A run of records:

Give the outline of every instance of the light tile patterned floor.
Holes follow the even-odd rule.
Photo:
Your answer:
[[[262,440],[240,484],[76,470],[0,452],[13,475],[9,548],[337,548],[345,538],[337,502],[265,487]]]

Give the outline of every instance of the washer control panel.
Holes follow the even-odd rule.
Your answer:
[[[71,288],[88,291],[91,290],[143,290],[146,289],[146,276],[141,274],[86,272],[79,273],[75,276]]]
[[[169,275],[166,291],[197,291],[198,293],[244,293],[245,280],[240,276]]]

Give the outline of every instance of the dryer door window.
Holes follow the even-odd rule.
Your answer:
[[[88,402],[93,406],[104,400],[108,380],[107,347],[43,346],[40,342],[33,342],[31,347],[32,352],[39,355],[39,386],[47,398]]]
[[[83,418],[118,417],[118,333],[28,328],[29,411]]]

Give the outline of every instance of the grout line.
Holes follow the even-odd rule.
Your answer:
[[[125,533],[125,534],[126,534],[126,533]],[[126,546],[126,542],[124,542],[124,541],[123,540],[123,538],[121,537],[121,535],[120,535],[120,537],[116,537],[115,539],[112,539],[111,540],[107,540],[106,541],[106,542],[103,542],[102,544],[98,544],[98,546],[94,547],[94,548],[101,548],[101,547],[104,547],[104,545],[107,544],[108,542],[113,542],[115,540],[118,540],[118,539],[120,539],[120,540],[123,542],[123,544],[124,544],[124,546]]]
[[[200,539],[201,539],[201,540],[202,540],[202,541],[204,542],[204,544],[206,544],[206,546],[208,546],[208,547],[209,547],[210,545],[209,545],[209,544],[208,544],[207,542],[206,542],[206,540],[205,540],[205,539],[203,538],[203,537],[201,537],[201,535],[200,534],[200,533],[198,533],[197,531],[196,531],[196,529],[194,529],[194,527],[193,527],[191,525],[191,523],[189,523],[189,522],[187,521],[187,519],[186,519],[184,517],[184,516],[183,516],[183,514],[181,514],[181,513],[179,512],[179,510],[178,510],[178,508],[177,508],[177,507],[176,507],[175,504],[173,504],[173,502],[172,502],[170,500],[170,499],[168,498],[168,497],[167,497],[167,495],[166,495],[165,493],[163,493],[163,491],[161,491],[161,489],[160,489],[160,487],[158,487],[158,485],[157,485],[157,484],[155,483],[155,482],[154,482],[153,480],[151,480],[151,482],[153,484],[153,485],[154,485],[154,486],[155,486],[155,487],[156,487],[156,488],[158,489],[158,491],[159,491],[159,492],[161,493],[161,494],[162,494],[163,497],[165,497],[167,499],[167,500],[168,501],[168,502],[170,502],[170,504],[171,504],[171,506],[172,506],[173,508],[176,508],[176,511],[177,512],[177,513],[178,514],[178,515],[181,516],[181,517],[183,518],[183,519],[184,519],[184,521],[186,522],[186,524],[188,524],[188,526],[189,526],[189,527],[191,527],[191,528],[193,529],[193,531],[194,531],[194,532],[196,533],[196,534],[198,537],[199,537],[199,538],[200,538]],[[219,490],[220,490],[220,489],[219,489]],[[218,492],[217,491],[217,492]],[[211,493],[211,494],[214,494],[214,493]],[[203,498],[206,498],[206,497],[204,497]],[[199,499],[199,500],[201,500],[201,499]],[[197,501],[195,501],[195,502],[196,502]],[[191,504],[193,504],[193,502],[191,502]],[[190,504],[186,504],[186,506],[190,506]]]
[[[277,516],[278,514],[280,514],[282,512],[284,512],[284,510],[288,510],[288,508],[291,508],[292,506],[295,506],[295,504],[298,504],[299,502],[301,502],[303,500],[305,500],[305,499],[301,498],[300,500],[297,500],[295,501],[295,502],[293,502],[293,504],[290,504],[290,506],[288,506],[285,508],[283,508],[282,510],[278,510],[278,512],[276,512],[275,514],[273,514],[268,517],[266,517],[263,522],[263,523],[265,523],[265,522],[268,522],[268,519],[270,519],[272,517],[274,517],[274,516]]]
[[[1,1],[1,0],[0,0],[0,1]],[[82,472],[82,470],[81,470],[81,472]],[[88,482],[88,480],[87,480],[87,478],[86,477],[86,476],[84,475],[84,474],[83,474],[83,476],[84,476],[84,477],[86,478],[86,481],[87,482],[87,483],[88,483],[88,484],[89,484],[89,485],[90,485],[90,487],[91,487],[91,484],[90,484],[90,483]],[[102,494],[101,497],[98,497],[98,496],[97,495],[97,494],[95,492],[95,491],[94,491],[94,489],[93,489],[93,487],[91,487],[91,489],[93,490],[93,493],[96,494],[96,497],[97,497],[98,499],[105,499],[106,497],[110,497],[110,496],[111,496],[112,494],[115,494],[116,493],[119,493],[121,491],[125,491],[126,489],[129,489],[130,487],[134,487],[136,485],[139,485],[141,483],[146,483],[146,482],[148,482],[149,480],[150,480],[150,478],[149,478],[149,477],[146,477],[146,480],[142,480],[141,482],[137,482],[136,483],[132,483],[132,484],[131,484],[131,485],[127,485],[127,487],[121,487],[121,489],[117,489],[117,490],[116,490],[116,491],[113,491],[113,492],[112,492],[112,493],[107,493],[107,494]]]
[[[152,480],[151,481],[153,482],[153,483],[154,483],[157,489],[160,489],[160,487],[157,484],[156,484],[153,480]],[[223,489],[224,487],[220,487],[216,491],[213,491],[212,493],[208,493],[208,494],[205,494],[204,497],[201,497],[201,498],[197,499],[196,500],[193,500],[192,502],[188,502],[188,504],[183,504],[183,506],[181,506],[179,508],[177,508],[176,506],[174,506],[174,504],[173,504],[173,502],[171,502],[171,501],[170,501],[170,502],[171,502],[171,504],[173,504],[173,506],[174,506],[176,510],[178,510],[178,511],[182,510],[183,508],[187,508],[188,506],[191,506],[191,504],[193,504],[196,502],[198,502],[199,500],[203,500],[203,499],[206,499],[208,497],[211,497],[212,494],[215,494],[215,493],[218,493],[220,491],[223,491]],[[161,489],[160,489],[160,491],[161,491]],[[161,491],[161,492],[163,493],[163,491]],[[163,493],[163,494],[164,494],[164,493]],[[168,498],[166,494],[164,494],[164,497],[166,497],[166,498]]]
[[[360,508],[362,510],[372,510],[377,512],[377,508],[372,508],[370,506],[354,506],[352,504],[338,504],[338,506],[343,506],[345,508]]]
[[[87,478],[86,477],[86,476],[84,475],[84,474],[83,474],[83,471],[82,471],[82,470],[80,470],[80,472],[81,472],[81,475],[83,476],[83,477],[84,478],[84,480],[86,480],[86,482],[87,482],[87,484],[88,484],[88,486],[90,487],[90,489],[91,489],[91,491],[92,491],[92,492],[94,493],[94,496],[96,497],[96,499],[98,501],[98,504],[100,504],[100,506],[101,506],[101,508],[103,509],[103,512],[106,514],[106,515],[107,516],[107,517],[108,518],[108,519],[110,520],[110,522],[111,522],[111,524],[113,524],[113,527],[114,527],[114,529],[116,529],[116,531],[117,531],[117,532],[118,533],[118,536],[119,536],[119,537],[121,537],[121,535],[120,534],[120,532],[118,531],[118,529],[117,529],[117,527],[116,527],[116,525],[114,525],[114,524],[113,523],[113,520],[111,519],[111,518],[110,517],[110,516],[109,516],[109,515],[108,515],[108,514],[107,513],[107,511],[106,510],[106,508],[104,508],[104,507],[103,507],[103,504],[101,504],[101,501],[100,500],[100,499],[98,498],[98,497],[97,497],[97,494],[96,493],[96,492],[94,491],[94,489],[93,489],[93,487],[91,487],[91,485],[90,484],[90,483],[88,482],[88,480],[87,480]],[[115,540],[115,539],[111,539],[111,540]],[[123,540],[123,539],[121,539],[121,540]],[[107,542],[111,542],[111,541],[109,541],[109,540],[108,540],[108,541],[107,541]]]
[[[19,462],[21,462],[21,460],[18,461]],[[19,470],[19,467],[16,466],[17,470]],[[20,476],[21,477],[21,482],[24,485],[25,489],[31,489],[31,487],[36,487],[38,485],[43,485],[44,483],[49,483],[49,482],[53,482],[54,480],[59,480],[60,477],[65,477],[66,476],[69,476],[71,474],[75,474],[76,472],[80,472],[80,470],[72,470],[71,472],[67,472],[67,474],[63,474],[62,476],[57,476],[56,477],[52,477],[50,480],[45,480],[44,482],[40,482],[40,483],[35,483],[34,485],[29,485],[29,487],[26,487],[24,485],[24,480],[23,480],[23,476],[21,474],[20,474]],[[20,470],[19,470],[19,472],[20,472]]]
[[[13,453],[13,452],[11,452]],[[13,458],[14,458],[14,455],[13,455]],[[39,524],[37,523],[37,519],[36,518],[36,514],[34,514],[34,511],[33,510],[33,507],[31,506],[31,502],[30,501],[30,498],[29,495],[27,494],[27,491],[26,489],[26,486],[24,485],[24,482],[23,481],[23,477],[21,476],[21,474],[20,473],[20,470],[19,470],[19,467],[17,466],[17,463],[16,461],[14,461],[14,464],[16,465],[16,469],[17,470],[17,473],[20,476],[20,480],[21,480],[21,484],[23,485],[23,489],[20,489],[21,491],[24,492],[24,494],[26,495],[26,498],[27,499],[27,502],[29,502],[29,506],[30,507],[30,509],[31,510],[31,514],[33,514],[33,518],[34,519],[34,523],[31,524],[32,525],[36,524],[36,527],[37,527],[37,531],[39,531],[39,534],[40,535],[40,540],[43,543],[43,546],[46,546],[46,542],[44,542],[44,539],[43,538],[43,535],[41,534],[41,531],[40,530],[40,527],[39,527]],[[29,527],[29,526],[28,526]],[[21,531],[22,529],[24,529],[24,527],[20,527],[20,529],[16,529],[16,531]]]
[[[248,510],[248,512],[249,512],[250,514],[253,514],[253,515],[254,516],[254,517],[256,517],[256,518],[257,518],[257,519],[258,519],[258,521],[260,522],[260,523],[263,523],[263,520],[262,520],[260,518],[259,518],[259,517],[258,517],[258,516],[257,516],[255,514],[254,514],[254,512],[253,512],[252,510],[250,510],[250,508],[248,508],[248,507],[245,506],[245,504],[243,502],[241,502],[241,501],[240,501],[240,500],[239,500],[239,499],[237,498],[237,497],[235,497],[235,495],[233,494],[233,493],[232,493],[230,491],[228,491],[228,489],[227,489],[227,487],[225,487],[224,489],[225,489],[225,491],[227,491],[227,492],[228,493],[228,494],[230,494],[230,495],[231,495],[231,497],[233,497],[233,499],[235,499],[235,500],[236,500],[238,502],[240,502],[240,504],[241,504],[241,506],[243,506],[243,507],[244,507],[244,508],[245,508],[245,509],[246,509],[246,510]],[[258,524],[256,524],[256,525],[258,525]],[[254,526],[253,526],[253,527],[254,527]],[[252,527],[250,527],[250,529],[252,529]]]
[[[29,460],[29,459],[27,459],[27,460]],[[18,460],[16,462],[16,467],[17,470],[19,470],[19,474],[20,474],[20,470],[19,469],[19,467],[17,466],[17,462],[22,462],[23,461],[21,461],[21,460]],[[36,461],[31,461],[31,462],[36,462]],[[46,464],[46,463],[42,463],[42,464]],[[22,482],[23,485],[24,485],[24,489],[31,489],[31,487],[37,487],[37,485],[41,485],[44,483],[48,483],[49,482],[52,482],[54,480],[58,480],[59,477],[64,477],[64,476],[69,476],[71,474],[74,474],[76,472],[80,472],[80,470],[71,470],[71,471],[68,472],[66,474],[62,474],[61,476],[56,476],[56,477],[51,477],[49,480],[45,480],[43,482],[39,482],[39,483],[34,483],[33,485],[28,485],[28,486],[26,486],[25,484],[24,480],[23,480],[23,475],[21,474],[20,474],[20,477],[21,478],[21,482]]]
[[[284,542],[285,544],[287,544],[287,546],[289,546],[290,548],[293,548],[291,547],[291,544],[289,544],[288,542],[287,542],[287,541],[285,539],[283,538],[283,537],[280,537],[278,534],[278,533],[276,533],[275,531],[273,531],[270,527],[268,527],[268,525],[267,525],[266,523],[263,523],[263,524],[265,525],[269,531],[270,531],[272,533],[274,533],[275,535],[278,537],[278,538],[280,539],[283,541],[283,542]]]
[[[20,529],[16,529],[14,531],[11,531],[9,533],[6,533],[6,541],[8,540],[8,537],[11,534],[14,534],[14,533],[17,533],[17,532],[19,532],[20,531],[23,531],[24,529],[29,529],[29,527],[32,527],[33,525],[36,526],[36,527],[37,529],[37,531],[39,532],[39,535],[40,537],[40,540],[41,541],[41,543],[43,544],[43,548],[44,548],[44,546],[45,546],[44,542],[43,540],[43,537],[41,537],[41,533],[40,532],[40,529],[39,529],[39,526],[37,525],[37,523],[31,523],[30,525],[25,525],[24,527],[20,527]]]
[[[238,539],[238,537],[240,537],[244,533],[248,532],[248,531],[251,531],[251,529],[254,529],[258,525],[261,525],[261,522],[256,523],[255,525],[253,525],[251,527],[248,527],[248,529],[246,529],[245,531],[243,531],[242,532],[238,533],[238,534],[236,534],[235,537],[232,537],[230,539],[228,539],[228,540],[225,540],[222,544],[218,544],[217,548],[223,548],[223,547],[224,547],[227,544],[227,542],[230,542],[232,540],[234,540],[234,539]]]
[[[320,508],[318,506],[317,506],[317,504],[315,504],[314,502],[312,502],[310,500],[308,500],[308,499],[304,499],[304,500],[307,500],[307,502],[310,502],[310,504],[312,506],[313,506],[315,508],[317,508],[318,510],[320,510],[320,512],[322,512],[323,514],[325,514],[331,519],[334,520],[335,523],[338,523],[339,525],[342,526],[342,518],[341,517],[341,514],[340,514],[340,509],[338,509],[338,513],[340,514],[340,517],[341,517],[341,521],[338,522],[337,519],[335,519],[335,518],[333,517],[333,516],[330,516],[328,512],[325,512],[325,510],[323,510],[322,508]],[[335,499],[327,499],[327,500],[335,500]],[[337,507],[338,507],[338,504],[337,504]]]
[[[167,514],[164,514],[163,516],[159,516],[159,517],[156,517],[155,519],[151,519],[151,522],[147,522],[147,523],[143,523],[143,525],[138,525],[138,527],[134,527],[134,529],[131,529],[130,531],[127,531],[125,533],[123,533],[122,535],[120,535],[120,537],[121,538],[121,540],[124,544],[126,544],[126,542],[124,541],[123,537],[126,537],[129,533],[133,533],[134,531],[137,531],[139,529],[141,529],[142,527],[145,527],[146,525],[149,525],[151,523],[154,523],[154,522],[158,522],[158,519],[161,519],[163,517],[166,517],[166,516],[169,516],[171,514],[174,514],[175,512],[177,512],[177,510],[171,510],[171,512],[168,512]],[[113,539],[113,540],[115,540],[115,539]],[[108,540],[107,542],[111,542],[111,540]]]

* Stated problem
Copy the lines from the one containing "Give the outline of every instance of the dryer" up to and including the one containing "[[[83,418],[118,417],[118,333],[28,328],[29,411]]]", keeping every character unchanged.

* Written solution
Give the outline of every instance of the dryer door window.
Holes follow the even-odd rule.
Your answer:
[[[88,402],[93,406],[104,400],[108,380],[107,347],[43,346],[40,342],[33,342],[31,347],[32,352],[39,355],[39,386],[47,398]]]
[[[83,418],[118,417],[118,333],[28,328],[29,411]]]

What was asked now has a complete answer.